TASK LIST ::
- 1) Repeat, word for word, the stretch of the forum thread about dogs growling during play from "Love the pictures! Angelina" through "dogs that way.....".
- 2) Extend the forum thread about dogs growling during play, starting right after its final sentence.

PASSAGE SHOWN ::
========================
Scout growls when playing alone with his toys- shaking and growling at them, and growls during games of tug, and similar. When he is on his own it is so funny... when he does it when we are actively playing, I usually stop the game or change it somehow to calm him a bit. If you are playing with him and stop touching him for a minute, he will chomp at your hands and bark at you, as if to say, "come on and touch me!" working to find a balance between him controlling me and being able to tell me what he wants.


----------



## Angelina (Aug 11, 2011)

Love the pictures! Angelina and I played that once in a while, it made my partner too nervous so now we don't. Cannella is too sensitive as she is a rescue and someone was strong handed with her in the past. But she plays with other dogs that way.....
Again, LOVE the pictures!


----------



## Elisabeth Kazup (Aug 23, 2008)

YES YES YES!! She'll put my arm in her mouth too and then let go. If I put my fingers in her mouth...try darting in and touching her tongue and back out before she can close...anyway, if she gets my fingers in her mouth she spits them out! I let my two fingers 'walk' s l o w l y to her paw and then dart-touch. She watches and watches, gets all snarly the closer I get and the CROC CHOP! Then she leaps up and twirls a few times and flops back down. Do you get that too? We have a lot of fun.
========================
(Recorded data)
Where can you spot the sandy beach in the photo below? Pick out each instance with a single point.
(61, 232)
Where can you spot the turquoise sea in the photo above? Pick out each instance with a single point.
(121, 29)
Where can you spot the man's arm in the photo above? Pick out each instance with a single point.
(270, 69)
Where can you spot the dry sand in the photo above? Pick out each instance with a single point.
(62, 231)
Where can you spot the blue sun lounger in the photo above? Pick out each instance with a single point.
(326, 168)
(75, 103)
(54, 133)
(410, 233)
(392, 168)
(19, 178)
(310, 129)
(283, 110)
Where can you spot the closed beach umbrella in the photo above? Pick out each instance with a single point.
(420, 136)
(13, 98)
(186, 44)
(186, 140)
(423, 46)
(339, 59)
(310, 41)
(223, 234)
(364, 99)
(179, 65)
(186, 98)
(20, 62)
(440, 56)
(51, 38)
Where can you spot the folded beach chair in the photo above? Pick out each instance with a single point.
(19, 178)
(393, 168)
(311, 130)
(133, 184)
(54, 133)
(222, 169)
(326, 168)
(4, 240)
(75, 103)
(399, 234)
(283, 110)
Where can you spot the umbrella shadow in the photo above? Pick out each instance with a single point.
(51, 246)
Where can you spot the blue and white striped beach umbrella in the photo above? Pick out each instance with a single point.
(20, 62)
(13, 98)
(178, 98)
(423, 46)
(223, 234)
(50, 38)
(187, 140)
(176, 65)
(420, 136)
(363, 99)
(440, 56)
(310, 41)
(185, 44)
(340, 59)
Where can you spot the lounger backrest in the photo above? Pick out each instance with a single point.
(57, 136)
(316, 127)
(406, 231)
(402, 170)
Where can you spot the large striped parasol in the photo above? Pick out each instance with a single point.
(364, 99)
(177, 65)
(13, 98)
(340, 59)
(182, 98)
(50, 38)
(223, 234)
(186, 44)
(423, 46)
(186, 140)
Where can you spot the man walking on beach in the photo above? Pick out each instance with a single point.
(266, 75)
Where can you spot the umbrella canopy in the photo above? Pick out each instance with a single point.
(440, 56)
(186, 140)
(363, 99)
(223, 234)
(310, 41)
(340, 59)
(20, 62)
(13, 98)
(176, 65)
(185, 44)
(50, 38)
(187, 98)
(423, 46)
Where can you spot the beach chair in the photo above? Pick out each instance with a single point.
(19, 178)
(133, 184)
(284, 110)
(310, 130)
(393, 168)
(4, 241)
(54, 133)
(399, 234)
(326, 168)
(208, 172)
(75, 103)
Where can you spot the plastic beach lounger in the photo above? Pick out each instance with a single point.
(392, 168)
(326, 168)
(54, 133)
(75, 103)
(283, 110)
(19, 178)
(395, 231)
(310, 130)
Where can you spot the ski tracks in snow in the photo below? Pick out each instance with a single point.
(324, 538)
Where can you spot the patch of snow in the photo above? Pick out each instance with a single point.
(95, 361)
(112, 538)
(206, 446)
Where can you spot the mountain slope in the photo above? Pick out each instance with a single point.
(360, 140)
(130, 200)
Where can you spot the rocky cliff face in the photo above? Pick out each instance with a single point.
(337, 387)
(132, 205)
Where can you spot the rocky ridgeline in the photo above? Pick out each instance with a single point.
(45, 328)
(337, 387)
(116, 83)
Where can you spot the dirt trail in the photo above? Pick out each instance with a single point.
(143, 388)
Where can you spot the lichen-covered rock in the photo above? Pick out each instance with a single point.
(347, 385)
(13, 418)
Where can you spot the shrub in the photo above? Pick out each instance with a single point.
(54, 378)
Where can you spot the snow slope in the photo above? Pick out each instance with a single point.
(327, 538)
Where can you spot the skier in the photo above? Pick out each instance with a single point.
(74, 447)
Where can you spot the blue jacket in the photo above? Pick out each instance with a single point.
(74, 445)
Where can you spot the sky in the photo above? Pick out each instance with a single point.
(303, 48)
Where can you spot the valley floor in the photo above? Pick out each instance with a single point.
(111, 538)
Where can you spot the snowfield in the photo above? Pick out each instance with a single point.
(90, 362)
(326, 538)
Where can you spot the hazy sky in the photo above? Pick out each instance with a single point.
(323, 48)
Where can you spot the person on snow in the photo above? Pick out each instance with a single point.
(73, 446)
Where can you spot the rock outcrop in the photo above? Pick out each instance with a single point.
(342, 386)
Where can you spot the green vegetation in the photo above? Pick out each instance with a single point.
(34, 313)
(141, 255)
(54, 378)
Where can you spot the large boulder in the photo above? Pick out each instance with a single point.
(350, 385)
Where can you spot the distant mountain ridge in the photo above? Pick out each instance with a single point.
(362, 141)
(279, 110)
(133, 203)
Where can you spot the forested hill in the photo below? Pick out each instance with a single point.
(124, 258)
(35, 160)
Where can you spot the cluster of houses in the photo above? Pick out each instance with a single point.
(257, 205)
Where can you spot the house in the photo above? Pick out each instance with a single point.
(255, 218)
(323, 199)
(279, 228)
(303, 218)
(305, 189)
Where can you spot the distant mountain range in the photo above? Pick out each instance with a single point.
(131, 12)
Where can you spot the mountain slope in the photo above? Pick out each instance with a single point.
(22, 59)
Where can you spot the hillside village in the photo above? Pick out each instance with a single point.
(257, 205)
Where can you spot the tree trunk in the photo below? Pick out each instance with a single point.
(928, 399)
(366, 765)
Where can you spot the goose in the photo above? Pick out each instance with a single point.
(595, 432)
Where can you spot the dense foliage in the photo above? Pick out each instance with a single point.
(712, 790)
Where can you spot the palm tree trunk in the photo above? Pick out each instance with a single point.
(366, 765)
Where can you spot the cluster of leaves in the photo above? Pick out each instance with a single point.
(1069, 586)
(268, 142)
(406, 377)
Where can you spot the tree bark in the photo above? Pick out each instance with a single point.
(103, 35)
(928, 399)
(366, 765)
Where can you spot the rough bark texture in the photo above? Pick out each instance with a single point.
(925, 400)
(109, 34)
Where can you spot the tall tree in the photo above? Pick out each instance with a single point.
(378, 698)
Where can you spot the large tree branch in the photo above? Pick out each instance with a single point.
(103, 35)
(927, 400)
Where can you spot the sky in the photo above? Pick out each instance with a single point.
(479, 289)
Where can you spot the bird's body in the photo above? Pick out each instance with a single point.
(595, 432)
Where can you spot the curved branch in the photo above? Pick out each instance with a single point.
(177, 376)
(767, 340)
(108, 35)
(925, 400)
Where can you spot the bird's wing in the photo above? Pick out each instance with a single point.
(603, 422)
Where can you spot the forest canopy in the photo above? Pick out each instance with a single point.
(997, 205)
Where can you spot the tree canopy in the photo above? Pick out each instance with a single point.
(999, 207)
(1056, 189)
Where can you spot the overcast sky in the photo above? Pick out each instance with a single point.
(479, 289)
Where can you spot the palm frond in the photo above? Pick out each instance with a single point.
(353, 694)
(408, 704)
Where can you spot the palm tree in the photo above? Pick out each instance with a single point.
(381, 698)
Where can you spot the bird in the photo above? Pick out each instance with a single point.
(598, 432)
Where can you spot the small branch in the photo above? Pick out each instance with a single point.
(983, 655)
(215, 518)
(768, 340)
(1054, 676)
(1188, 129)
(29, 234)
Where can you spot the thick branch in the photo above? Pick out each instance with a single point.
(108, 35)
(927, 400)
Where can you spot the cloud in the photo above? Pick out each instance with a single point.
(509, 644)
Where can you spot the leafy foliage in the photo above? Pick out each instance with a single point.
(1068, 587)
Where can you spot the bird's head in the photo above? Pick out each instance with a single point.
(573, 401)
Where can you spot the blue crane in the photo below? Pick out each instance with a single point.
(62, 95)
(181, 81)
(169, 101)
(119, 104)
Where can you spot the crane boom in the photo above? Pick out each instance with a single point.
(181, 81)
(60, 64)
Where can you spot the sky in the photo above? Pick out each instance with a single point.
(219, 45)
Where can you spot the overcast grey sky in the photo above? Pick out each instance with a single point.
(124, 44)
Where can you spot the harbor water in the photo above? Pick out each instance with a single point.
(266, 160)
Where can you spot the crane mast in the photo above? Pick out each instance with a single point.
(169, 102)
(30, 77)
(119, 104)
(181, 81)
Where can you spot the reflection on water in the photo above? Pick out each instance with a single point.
========================
REPLIES ::
- 1)
Love the pictures! Angelina and I played that once in a while, it made my partner too nervous so now we don't. Cannella is too sensitive as she is a rescue and someone was strong handed with her in the past. But she plays with other dogs that way.....

- 2)
Sweet Girl said:


> YUP!! Sounds like they went to the same How to be a Dog School.
> 
> Definitely get the croc chops, but she also likes to get hold of my arm briefly and gently, but she lets go almost right away (so she can chop again!). I don't do the head brush, but I poke at her. I move really slooooowly... trying to poke her snoot. She watches... watches... and just as I get to her nose, CHOMP! But not ON me, just close to me. The paw/hand slaps on the bed are what I love best. It feels like she's imitating me. I also love when I stop slapping, and she slaps again, then again, and is like, "Hey! Hey! Slap the bed! Slap the bed!"


----------



## OutWest (Oct 6, 2011)

These pictures are all hilarious! To turn the Goldens into guard dogs, we just need them to start playing with intruders! They'd run fast....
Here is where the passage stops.